Problem statement
Given the entries that follow, write out exactly the lines starting at the one containing "the man's head" and ending at the one containing "the man's face", both ends included, and only those.
Information provided: Begin
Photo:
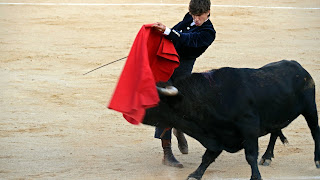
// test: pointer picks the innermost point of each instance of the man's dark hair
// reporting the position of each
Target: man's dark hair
(198, 7)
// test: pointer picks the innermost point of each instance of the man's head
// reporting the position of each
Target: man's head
(199, 10)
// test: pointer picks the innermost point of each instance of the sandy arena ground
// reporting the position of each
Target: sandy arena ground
(54, 123)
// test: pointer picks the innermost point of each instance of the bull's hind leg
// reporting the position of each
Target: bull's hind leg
(207, 159)
(311, 117)
(268, 155)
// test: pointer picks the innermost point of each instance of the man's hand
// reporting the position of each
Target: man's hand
(159, 27)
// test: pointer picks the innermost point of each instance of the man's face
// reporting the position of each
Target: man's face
(200, 18)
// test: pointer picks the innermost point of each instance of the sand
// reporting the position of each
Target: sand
(54, 123)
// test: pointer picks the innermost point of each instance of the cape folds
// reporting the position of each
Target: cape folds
(152, 58)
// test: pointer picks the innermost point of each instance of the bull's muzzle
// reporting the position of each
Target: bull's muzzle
(168, 90)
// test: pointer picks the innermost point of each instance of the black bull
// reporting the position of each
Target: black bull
(230, 108)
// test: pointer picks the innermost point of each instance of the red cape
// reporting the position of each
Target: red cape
(152, 58)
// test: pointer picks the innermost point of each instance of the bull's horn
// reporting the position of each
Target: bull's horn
(168, 91)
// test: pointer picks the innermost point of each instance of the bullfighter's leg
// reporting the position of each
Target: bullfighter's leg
(266, 158)
(207, 159)
(311, 117)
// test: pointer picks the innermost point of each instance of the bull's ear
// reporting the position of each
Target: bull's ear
(174, 101)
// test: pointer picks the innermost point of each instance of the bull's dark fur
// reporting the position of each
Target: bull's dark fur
(229, 108)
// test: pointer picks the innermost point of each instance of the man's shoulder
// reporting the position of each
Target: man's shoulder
(187, 17)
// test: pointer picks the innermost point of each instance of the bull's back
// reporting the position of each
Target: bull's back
(279, 92)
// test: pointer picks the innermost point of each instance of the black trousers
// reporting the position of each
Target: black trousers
(184, 69)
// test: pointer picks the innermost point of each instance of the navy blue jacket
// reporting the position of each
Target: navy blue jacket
(191, 41)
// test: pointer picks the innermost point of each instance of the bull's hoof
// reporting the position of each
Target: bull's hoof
(265, 162)
(194, 176)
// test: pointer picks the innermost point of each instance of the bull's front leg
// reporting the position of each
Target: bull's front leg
(251, 152)
(207, 159)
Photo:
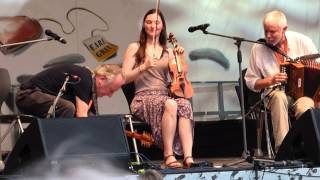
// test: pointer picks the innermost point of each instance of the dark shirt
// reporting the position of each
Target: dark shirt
(51, 80)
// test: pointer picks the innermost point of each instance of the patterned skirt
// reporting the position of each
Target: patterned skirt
(149, 106)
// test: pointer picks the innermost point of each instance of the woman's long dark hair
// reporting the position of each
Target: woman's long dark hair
(140, 54)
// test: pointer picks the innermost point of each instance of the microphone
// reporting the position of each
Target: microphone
(55, 36)
(201, 27)
(75, 77)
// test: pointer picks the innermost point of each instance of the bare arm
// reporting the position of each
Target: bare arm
(82, 108)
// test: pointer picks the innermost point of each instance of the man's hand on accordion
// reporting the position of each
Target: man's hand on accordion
(279, 78)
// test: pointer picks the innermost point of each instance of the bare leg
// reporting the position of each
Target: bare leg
(169, 124)
(185, 133)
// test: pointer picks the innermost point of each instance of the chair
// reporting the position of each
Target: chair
(11, 119)
(254, 109)
(129, 91)
(5, 86)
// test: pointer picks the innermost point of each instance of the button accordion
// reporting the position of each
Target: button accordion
(303, 79)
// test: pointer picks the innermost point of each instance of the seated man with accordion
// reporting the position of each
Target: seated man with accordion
(268, 68)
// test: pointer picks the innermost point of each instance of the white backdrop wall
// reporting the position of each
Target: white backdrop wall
(228, 17)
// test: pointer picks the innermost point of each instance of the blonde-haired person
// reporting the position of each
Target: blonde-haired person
(264, 71)
(36, 96)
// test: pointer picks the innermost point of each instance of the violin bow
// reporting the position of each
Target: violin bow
(155, 30)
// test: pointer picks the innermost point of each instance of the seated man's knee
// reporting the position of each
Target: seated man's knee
(171, 104)
(279, 98)
(302, 105)
(67, 109)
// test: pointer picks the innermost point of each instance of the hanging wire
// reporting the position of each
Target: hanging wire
(73, 26)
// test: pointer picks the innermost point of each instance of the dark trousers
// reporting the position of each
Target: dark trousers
(35, 102)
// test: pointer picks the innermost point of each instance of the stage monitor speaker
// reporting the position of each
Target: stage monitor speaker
Information provided: End
Finished task
// test: pointer picks the innermost point of each instance of the man's head
// reporting the position of each
Target: man's head
(199, 10)
// test: pointer picks the innermost point of each instance of the sandy arena ground
// reporting the position of each
Target: sandy arena ground
(54, 123)
// test: pointer picks the innermost point of each instance of the bull's hind leg
// reporting the position of each
Target: bull's hind leg
(207, 159)
(311, 117)
(268, 155)
// test: pointer picks the innermost point of each instance of the man's hand
// reporting the position of each
Target: man's hand
(159, 27)
// test: pointer picks the innermost point of each instance of the man's face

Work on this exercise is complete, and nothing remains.